Pictures aside, please retype the whole listing word for word.

---------- GIVEN RECORDS

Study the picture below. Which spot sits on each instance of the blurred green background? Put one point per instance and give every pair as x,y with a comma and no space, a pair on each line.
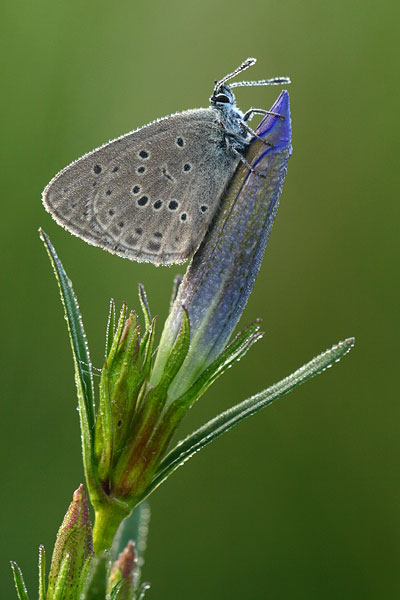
301,501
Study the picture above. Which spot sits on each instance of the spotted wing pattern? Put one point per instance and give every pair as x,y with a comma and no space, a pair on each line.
149,195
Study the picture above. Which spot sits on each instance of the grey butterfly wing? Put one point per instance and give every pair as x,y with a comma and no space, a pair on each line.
149,195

--------------------

* _RESULT OF THIS EXERCISE_
Study the picture below. Which spot sits on each instance of the blurred green background? Put one point per instance and give every pair as x,y with a comma and no space, a pair on each line.
301,501
Study the picture above. Which spot sits on each instance of the spotted wing pattern? Put one point per instance and give every pair as x,y with a comma and no space, a pair on each line.
149,195
Study the picture above. Which spot sits on each instance of the grey butterfly wing? Put one point per instance and give every pair as x,y with a comma and no space, a pair on each line.
149,195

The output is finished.